**Task to carry out:**
Counting only lines of the listing below that hold the word "container", give the total and nothing else.
***
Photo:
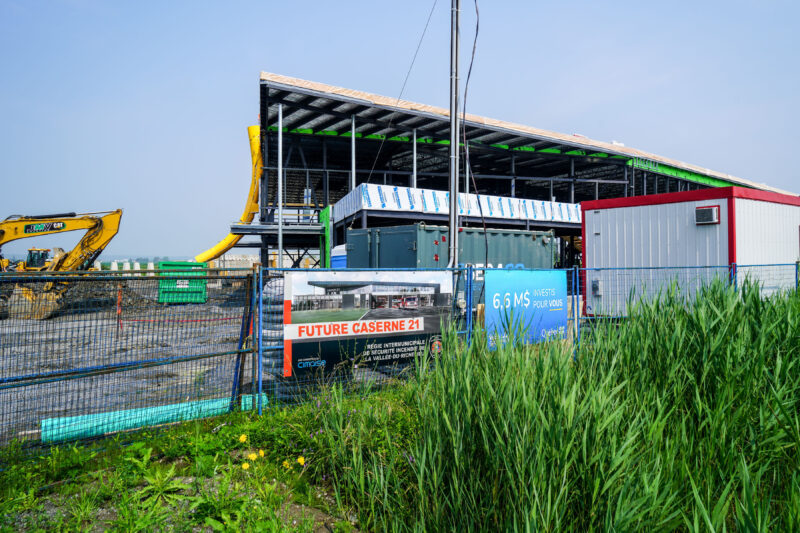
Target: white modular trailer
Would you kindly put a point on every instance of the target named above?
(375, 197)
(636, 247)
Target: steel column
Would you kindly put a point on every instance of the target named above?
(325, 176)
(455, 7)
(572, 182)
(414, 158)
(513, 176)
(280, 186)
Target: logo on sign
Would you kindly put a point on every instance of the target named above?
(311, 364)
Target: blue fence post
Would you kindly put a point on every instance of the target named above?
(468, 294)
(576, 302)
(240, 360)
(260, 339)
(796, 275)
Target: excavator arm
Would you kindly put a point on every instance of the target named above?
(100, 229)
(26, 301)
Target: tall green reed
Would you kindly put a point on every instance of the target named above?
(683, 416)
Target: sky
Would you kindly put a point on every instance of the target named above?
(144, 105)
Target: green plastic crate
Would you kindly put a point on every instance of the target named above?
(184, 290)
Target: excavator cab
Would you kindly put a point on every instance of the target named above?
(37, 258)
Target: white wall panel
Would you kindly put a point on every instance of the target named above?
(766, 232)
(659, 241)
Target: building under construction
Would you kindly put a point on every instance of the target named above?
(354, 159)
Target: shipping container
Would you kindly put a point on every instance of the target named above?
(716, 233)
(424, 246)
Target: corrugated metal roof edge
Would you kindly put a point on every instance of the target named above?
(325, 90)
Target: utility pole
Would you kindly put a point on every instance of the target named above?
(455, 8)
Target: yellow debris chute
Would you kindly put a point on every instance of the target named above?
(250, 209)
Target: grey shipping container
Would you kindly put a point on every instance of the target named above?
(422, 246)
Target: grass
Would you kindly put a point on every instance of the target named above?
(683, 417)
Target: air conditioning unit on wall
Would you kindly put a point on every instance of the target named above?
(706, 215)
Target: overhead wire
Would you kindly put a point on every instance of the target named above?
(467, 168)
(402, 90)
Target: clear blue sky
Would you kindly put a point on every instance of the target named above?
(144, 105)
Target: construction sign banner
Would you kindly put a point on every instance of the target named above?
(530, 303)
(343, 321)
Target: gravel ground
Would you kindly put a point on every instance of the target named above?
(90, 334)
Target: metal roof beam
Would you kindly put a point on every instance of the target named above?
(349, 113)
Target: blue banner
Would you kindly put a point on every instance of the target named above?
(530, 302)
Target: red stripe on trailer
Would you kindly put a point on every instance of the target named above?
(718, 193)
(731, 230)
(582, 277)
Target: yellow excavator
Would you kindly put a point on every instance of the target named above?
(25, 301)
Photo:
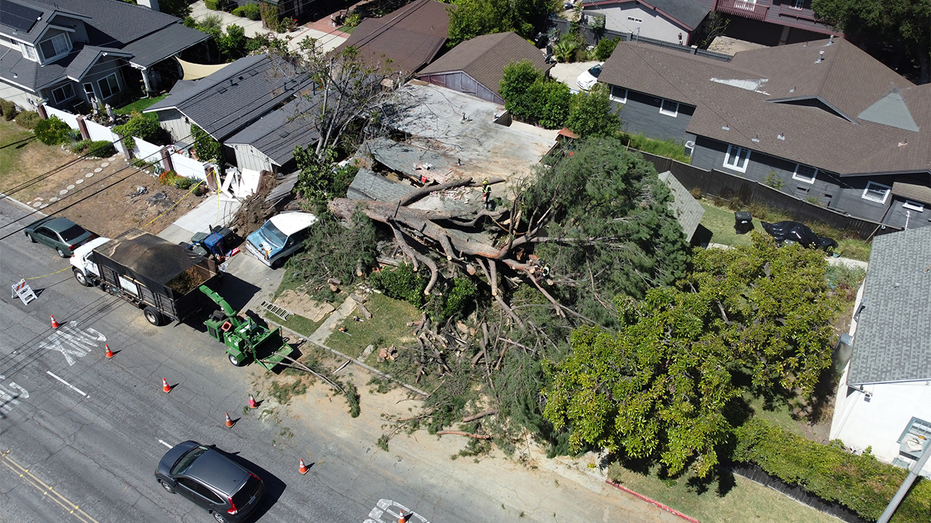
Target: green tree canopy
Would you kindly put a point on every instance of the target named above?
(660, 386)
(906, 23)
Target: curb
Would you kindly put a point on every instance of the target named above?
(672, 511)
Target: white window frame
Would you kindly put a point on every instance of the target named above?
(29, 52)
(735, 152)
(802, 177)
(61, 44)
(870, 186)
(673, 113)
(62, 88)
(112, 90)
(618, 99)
***
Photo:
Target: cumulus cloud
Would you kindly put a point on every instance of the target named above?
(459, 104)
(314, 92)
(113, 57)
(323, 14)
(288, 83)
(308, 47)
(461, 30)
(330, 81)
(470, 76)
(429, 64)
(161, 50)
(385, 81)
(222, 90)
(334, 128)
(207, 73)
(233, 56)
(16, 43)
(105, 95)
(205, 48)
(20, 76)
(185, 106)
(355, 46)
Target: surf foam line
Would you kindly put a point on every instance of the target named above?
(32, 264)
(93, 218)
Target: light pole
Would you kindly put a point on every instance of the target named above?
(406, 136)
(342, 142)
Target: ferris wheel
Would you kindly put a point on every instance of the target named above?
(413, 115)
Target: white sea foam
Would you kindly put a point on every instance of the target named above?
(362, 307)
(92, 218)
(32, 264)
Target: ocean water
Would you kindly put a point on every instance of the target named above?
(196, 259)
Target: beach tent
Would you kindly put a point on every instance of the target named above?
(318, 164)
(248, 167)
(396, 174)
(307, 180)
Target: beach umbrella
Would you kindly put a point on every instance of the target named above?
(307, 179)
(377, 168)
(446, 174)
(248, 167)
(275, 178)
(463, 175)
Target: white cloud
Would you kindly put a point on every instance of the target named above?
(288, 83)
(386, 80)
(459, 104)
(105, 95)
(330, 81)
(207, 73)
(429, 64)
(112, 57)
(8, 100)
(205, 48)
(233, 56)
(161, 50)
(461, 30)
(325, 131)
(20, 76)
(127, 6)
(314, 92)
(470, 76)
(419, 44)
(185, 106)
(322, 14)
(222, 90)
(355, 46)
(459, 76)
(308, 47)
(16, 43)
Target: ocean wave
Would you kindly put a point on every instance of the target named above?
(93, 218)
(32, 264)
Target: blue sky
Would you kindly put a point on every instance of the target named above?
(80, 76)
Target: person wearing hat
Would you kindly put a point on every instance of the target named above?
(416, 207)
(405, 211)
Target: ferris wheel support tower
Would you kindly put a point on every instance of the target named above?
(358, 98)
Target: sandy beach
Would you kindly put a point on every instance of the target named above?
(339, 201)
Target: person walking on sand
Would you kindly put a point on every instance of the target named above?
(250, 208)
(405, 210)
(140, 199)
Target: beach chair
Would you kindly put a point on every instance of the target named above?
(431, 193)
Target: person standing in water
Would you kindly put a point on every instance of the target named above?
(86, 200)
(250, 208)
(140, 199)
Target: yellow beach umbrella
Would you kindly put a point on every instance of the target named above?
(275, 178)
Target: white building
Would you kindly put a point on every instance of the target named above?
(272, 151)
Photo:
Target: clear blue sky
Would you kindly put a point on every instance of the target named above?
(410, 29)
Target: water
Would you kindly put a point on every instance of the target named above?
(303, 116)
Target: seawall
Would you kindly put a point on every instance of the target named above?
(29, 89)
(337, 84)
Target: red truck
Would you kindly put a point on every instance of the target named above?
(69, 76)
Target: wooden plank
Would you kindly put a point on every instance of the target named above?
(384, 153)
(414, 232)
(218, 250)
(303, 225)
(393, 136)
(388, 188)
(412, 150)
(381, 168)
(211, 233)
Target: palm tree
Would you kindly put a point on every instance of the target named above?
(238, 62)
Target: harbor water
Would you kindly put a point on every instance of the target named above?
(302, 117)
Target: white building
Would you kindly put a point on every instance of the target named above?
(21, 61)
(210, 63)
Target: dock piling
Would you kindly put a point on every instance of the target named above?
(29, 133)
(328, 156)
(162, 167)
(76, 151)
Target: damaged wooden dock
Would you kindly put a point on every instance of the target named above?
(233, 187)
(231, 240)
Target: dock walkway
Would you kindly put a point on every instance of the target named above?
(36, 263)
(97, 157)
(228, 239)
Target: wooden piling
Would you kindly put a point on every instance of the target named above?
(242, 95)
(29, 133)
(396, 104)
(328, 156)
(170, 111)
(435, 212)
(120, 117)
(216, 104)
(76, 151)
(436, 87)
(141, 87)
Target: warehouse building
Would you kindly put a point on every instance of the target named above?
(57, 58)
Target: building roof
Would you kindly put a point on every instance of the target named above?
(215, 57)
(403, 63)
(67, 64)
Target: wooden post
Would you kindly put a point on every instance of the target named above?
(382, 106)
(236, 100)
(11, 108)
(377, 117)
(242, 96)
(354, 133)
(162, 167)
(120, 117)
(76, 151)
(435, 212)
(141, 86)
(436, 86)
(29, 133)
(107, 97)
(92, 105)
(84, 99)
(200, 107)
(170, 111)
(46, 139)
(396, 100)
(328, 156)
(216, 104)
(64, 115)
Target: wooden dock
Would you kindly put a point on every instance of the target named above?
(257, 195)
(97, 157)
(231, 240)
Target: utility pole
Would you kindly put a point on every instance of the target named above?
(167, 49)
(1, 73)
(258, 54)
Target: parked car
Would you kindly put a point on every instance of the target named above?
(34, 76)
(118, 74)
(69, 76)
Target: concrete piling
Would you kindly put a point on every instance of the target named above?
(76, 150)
***
**Answer section:**
2